Beginning with the line that contains "[locate] plant stem", extract each line through the end of the listing below, with no additions or omissions.

### Provided entries

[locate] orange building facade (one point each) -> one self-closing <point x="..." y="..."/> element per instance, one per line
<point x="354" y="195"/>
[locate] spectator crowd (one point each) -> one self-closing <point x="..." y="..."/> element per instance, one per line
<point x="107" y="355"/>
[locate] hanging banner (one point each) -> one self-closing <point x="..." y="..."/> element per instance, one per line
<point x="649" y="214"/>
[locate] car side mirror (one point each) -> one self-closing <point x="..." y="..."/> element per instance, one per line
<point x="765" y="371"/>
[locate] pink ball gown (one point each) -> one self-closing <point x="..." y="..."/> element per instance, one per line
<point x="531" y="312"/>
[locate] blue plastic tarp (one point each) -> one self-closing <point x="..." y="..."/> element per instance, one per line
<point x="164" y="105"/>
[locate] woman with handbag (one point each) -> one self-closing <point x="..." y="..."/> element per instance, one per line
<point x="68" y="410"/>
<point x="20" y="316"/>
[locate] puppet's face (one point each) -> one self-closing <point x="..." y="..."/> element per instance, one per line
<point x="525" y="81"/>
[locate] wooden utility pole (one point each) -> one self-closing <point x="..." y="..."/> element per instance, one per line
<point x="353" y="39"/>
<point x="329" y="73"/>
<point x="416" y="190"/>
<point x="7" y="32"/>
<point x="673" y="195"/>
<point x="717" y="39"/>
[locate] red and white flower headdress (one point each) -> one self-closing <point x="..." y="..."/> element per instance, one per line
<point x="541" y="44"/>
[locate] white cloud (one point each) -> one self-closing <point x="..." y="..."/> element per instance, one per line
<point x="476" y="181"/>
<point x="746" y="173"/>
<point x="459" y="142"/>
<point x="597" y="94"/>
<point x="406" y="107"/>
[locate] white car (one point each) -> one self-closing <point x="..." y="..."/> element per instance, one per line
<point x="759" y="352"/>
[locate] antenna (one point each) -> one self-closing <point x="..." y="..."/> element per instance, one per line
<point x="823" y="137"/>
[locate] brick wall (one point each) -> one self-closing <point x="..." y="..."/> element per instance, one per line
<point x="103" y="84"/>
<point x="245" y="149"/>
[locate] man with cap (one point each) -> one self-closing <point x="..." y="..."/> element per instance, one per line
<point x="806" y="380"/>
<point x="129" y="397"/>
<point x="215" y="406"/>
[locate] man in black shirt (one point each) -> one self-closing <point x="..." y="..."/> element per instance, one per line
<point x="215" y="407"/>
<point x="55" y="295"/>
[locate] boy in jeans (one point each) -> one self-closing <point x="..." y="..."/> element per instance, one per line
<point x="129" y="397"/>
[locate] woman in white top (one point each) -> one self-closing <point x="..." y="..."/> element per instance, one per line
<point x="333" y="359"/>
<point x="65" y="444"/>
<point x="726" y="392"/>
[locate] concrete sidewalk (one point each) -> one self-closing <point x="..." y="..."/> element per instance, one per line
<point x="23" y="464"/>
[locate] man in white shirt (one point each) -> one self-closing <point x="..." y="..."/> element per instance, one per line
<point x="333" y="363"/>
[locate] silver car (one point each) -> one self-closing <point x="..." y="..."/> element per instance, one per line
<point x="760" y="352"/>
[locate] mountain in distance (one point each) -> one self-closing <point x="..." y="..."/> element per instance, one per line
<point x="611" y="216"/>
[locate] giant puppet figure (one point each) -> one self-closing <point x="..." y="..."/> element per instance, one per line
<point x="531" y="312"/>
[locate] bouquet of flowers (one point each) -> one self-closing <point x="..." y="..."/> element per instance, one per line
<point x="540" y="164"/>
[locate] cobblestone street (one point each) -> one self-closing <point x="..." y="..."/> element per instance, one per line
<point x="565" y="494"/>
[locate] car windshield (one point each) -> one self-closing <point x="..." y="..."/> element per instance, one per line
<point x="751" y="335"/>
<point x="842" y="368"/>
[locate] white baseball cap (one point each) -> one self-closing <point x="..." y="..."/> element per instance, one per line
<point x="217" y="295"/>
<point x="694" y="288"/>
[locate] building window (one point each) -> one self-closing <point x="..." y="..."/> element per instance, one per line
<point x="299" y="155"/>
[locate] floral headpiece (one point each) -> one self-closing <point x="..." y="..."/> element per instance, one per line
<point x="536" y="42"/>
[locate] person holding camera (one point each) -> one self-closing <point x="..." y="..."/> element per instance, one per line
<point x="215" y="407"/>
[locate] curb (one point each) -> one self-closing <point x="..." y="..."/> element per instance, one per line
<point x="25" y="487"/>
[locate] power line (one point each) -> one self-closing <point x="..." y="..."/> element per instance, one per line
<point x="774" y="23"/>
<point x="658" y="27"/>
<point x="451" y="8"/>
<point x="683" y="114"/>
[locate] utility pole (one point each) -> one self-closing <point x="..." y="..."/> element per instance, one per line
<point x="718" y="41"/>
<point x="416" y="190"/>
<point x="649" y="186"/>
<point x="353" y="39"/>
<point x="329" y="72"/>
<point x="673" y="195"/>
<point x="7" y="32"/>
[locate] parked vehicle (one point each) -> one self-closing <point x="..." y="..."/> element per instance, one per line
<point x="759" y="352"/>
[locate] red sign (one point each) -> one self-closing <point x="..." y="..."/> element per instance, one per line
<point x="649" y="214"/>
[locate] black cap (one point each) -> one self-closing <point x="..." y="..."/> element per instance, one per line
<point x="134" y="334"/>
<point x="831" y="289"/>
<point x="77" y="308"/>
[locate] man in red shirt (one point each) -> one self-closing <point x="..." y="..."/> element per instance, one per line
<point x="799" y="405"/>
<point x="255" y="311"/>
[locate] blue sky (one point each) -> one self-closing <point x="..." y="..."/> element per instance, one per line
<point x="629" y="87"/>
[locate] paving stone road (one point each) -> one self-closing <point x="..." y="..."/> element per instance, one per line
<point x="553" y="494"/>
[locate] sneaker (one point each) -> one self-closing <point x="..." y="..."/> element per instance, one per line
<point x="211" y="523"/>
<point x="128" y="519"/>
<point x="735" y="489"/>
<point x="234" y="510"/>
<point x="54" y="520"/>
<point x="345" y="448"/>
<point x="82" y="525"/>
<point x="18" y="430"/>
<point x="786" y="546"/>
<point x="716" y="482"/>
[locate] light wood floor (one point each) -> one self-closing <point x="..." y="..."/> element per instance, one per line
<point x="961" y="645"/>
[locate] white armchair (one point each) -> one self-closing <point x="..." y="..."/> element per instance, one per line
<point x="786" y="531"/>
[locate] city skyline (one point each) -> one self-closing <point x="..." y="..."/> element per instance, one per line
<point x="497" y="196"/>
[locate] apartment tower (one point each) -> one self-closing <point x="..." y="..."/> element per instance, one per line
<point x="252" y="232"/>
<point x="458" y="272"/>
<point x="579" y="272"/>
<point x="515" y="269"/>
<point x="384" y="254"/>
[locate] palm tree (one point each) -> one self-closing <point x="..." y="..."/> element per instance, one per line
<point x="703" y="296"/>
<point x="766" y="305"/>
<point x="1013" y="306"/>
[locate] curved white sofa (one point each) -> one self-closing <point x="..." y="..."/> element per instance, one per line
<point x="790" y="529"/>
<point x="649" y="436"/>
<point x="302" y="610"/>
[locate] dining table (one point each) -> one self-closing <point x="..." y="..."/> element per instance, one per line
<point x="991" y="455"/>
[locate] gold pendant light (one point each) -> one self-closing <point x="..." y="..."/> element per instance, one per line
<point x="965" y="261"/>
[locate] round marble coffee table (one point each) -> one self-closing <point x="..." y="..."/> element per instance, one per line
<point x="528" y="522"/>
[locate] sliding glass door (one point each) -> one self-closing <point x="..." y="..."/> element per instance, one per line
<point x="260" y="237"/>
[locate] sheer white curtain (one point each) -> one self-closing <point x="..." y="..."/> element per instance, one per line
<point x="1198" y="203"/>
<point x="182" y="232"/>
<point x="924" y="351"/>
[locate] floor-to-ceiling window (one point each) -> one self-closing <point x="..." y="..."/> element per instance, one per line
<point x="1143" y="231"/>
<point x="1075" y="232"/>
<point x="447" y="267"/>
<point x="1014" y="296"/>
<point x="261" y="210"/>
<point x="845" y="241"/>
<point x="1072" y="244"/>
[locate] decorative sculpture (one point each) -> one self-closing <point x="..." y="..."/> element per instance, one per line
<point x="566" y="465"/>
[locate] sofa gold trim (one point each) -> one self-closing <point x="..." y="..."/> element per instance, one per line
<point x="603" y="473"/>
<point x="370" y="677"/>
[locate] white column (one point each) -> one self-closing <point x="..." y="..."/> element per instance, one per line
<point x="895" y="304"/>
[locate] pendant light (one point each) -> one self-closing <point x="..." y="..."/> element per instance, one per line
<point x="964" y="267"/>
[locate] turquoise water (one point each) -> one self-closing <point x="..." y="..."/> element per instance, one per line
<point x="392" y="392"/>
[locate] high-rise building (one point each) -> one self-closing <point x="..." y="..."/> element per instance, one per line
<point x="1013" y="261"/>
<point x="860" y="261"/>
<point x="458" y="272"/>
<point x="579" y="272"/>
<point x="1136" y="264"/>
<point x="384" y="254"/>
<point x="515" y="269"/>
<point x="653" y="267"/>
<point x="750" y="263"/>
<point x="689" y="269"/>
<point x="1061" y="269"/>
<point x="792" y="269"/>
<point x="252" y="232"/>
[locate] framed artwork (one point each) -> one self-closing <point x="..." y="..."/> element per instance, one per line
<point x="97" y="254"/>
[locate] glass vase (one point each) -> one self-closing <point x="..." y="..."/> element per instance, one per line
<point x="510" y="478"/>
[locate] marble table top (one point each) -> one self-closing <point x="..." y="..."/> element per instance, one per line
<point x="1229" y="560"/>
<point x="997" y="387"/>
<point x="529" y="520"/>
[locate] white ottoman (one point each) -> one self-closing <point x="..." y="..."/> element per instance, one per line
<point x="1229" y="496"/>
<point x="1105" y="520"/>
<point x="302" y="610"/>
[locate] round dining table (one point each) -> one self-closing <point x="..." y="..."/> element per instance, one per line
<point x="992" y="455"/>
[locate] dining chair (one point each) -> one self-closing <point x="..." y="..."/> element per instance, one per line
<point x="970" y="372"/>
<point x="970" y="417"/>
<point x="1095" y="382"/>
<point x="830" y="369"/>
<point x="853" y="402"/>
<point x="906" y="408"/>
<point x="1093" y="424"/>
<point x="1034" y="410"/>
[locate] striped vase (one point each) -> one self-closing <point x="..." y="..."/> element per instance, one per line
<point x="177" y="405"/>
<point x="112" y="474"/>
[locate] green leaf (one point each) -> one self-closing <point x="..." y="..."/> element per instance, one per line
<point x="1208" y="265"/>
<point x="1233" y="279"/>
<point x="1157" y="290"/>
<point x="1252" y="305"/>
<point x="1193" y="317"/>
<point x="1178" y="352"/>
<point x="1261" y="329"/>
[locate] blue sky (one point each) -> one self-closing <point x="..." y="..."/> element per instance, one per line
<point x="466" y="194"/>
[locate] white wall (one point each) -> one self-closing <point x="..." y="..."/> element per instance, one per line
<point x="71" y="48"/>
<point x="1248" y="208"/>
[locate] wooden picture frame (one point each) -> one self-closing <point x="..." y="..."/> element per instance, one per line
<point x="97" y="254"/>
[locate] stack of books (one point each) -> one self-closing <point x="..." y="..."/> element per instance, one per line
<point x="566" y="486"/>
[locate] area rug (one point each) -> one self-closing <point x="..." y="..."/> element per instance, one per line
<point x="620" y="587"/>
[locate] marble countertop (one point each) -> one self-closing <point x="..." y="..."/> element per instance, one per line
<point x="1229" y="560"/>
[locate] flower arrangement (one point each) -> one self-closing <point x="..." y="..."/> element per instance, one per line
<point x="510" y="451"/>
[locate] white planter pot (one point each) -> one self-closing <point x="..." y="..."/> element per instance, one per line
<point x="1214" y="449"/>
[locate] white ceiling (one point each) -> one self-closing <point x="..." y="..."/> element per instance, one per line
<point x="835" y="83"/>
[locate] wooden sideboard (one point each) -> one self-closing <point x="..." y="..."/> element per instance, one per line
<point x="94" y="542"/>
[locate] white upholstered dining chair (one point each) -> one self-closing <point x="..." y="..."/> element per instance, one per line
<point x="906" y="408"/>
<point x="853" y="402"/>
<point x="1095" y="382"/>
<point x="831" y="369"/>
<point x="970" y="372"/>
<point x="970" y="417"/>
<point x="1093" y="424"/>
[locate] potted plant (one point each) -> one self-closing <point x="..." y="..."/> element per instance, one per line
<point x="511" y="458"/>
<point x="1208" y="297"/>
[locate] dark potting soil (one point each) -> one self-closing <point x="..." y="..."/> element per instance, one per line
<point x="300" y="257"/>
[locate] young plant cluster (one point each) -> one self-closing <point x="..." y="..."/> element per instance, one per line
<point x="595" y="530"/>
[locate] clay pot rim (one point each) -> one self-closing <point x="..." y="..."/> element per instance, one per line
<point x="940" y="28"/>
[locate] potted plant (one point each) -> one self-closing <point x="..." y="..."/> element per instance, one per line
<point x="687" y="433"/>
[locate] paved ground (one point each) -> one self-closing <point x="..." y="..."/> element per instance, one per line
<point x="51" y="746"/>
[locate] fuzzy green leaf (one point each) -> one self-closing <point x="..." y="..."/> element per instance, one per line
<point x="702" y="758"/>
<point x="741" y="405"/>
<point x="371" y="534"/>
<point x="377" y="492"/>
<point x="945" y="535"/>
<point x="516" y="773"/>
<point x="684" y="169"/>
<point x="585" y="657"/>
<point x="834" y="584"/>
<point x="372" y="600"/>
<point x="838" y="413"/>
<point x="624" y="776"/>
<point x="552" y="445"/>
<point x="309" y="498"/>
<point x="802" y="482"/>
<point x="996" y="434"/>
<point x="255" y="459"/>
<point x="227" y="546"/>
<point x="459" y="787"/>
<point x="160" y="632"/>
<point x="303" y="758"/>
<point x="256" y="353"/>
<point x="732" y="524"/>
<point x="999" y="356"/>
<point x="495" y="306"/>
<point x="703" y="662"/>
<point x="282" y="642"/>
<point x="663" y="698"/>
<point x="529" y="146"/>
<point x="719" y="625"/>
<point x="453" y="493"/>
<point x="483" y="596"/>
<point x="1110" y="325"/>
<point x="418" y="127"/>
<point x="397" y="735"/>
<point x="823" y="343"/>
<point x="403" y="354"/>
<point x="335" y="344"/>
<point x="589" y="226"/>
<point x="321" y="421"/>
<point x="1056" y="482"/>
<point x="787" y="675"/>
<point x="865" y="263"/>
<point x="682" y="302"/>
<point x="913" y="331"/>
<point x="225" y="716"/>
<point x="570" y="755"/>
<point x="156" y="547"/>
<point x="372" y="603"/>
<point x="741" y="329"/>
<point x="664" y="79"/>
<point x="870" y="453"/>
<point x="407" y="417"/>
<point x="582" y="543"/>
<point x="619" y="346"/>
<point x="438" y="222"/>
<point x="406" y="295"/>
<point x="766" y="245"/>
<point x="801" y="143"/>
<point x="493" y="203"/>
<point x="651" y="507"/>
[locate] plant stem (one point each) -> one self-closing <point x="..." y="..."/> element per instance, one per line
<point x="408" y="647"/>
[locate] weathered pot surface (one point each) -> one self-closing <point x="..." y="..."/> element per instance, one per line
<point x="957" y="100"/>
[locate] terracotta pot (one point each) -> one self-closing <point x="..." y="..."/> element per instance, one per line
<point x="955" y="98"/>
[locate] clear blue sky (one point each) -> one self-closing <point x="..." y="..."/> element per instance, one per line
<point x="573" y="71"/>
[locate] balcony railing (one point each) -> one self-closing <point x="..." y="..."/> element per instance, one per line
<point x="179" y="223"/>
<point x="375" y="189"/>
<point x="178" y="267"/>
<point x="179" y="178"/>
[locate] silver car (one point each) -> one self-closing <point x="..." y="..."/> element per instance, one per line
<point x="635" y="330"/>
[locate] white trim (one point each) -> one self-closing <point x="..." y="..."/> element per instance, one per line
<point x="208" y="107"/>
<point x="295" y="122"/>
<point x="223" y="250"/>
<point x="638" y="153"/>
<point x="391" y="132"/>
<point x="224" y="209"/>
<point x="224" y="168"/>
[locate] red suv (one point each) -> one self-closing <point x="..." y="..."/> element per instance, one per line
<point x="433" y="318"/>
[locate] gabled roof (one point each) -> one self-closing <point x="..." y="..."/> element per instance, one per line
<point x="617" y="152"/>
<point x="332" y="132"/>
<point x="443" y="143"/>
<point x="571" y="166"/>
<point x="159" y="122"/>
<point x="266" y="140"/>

######

Right answer -
[locate] plant stem (one point each) -> one self-closing <point x="..." y="..."/> element per instance, one per line
<point x="408" y="647"/>
[locate] weathered pot surface (one point each) -> one self-closing <point x="..." y="..."/> element per instance, one per line
<point x="957" y="100"/>
[locate] terracotta pot (one point each) -> one self-closing <point x="..." y="..."/> element per instance, one per line
<point x="955" y="98"/>
[locate] clear blue sky (one point each) -> one self-closing <point x="..." y="..."/> element per instance, one per line
<point x="573" y="71"/>
[locate] balcony railing (one point each) -> one self-closing <point x="..." y="..."/> element per instance, one per line
<point x="179" y="223"/>
<point x="375" y="189"/>
<point x="178" y="267"/>
<point x="179" y="178"/>
[locate] silver car (one point each) -> one self-closing <point x="..." y="..."/> element per instance, one per line
<point x="635" y="330"/>
[locate] white trim (one point each) -> one self-closing <point x="..." y="..."/> element per instance, one per line
<point x="208" y="107"/>
<point x="295" y="122"/>
<point x="223" y="250"/>
<point x="638" y="153"/>
<point x="391" y="132"/>
<point x="224" y="209"/>
<point x="224" y="168"/>
[locate] red suv (one point each) -> one self-closing <point x="..." y="..."/> element per instance, one per line
<point x="433" y="318"/>
[locate] gabled roof (one point each) -> one self-closing <point x="..." y="..."/> element per instance, one per line
<point x="617" y="152"/>
<point x="332" y="132"/>
<point x="443" y="143"/>
<point x="571" y="166"/>
<point x="159" y="122"/>
<point x="266" y="140"/>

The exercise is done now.